Requirement A ->
Answer these questions using the discussion of small cities:
(i) What population range does the request for comparable cities specify?
(ii) What was the population of Santa Fe, NM in 2000?
(iii) What population figure is given in the heading for Siena, Italy?

-- START OF Extract provided --

Looking for good small cities for "benchmarking."

Here in Whangarei, New Zealand the planners are trying to find a similarly sized city that has overcome obstacles to become cool. Whangarei has some good attributes - some of the best beaches in the world (no exaggeration), a yachting culture, scenery galore - but is defintely not cool. Some us, well, me, believe that coolness is one of the most important things in attracting people today. Call it the Richard Florida Creative Class thing. So. Please suggest some small cities that have the following characteristics: 40- 70,000 people, no university, not part of a major metro area, and that has transformed into a cool place. Some suggestions as to how the transformation came about, or what is cool about the place are welcome, too. Thanks.


Siena, Italy: population, 56,672

Greetings, Steve. You've posed a thoroughly tough challenge -- a city with a population between 40,000 and 70,000 that's become cool? I must admit I haven't found a completely suitable answer, but at least I'll get the conversation started.

Searching for U.S. examples, I found myself turning to places like Missoula, MT (57,053) or Lawrence, KS, (80,098) but they're university towns. Santa Fe, NM is also a very cool place with a population of just 62,203 in 2000. Its status as a state capital gives it a bit more of an employment base, but it's really its incredibly tight-knit historic urban form, along with its picturesque mountainside setting, that has helped make it an urban magnet. Those who know the city better will be able to say how "uncool" it once was -- I gather that the properties off the main square got a bit seedy before they were rediscovered in recent decades. The following article co-authored by Stefanos Polyzoides contrasts the Santa Fe and Tucson experiences and may have insights.

Siena at least demonstrates that it's possible for a city of that size to be cool and profoundly memorable. From the stone buildings lining its narrow streets to its soccer stadium nestled next to a densely settled hillside to its famous Campo, it's such a fulfilling place to spend time. With just 56, 700 residents, it feels complete. Everything works. Not an inch is wasted. It sets a high mark at which to shoot.

-- END OF Extract provided --
-- START OF Supplied records --

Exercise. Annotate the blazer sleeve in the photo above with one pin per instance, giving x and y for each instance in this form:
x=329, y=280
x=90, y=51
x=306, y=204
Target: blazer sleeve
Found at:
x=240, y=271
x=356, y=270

-- END OF Supplied records --

Requirement B -> Write out every line of the source data rows again, including the instructions. Multiply each answer coordinate by 1.35 and round it to the nearest whole number, with halves rounded up.

Worked answer A ->
(i) 40,000 to 70,000 people
(ii) 62,203
(iii) 56,672

Worked answer B ->
Exercise. Annotate the blazer sleeve in the photo above with one pin per instance, giving x and y for each instance in this form:
x=329, y=280
x=90, y=51
x=306, y=204
Target: blazer sleeve
Found at:
x=324, y=366
x=481, y=365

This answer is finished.